▶ [Given text]:
Principles of Consolidation—Tyco conducts business through its operating subsidiaries. The Company consolidates companies in which it owns or controls more than fifty percent of the voting shares or has the ability to control through similar rights. Also, the Company consolidates variable interest entities ("VIE") in which the Company has the power to direct the significant activities of the entity and the obligation to absorb losses or receive benefits from the entity that may be significant. The VIEs which the Company consolidates, individually or in the aggregate, did not have a material impact on the Company's financial position, results of operations or cash flows. All intercompany transactions have been eliminated. The results of companies acquired or disposed of during the year are included in the Consolidated Financial Statements from the effective date of acquisition or up to the date of disposal.
The Company has a 52 or 53-week fiscal year that ends on the last Friday in September. Fiscal 2013 and 2012 were 52 week years which ended on September 27, 2013 and September 28, 2012, respectively. Fiscal 2011 was a 53-week year which ended on September 30, 2011.

▶ [Given material]:
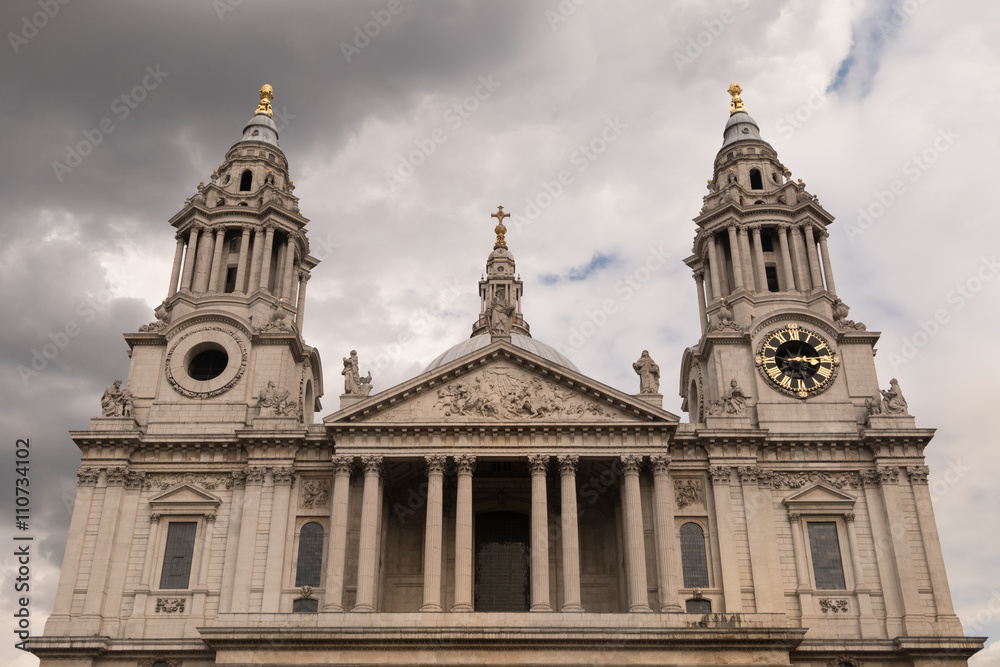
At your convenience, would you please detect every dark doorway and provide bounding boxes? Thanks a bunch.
[476,512,531,611]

▶ [Given task A]: According to the Tyco passage, on which day does the company's fiscal year end?
▶ [Given task B]: Repeat the stretch of the Tyco passage from "The Company has a" through "on September 30, 2011.".
The listing has no connection to the Tyco passage.

▶ [Full solution A]: The last Friday in September.

▶ [Full solution B]:
The Company has a 52 or 53-week fiscal year that ends on the last Friday in September. Fiscal 2013 and 2012 were 52 week years which ended on September 27, 2013 and September 28, 2012, respectively. Fiscal 2011 was a 53-week year which ended on September 30, 2011.